Надо, конечно, иметь в виду и то обстоятельство, что люди не нашли еще безошибочного способа обучения и воспитания. Сей процесс подобен изготовлению высокосортной стали. Всегда были, есть и будут «отходы» и «брак». Как нельзя требовать от простого клирика быть большим святошей, чем папа Римский, так нельзя к обычному церковному учителю предъявлять требования быть св. Франциском, Руссо, Паскалем и Ньютоном одновременно.
■ ■ ■ ■ ■
§ Задания
1 > Переведите на английский язык предложение из исходного текста: «Сей процесс подобен изготовлению высокосортной стали».
2 > Перепишите из исходного текста отрывок, начиная со слов «Надо, конечно, иметь» и вплоть до слов «и Ньютоном одновременно.» включительно.
Перечень, приведённый далее, для работы не требуется.
■ ■ ■ ■ ■
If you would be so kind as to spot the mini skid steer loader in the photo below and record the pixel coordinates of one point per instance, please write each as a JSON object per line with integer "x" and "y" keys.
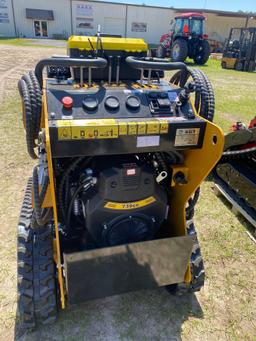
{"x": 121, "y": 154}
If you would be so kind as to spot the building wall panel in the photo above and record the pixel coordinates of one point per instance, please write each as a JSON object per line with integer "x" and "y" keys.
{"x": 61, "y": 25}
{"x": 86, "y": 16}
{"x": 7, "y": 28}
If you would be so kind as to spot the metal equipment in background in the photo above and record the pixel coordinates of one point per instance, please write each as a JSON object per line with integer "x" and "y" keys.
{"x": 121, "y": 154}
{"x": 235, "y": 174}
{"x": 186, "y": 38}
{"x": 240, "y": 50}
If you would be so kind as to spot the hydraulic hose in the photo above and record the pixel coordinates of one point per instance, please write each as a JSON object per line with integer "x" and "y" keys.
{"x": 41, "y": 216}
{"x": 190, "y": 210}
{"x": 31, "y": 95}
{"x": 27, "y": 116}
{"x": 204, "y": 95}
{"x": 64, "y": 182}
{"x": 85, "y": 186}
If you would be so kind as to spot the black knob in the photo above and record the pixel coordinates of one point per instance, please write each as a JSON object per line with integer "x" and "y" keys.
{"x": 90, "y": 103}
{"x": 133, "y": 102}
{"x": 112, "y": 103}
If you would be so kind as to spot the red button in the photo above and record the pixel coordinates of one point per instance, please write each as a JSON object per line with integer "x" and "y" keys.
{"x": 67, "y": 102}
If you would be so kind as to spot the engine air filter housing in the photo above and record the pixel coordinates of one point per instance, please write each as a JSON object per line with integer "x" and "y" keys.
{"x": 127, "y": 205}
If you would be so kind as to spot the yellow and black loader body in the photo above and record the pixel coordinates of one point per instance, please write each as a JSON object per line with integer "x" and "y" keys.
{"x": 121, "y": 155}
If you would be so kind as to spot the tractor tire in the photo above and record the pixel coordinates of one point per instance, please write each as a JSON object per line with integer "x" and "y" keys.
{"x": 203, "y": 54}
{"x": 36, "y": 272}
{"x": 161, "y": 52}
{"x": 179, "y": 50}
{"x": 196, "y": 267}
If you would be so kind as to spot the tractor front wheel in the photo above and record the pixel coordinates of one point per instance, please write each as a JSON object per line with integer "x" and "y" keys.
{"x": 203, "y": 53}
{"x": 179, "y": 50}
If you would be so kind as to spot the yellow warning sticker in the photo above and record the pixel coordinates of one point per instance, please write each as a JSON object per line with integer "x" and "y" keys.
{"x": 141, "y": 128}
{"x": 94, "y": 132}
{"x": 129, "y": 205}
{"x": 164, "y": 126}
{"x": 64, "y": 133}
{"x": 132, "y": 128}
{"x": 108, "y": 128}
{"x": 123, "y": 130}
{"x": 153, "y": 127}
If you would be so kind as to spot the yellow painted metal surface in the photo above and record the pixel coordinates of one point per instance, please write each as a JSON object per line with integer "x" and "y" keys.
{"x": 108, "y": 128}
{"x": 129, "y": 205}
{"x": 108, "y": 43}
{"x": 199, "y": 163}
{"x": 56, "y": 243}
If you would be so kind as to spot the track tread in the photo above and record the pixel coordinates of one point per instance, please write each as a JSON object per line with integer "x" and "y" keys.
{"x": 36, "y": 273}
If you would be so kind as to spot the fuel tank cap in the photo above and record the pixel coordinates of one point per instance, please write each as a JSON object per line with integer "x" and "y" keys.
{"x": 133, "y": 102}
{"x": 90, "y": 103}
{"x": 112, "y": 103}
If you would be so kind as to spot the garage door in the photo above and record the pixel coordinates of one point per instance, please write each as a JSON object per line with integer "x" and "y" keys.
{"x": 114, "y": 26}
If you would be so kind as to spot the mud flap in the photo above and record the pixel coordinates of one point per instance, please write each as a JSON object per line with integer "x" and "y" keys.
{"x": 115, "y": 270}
■ ■ ■ ■ ■
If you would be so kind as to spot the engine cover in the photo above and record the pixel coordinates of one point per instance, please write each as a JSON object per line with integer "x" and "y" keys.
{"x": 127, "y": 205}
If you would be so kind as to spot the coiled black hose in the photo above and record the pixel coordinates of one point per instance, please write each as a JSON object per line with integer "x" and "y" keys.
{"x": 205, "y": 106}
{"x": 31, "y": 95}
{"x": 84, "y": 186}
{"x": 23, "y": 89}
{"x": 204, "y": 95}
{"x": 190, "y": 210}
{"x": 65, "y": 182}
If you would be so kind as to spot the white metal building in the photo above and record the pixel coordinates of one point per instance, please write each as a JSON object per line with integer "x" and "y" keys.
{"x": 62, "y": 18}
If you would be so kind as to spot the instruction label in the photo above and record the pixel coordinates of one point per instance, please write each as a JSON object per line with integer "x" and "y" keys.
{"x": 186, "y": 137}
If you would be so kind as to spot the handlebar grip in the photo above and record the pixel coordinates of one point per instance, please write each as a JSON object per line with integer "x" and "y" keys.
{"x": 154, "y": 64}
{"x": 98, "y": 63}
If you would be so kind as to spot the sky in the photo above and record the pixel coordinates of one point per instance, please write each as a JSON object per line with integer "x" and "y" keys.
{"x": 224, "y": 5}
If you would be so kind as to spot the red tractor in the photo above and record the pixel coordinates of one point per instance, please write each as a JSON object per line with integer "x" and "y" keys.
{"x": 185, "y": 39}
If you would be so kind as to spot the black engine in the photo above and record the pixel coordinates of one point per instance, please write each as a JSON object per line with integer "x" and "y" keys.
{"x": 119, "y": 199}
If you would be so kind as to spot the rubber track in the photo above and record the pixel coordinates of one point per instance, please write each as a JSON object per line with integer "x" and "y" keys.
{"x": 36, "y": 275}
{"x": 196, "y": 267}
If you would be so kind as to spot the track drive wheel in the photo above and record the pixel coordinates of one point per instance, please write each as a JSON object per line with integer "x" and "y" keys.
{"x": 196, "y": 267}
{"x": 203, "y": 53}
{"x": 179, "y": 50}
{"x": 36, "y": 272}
■ ■ ■ ■ ■
§ Ответы к упражнению
1 > This process is like the making of high-grade steel.

2 >
Надо, конечно, иметь в виду и то обстоятельство, что люди не нашли еще безошибочного способа обучения и воспитания. Сей процесс подобен изготовлению высокосортной стали. Всегда были, есть и будут «отходы» и «брак». Как нельзя требовать от простого клирика быть большим святошей, чем папа Римский, так нельзя к обычному церковному учителю предъявлять требования быть св. Франциском, Руссо, Паскалем и Ньютоном одновременно.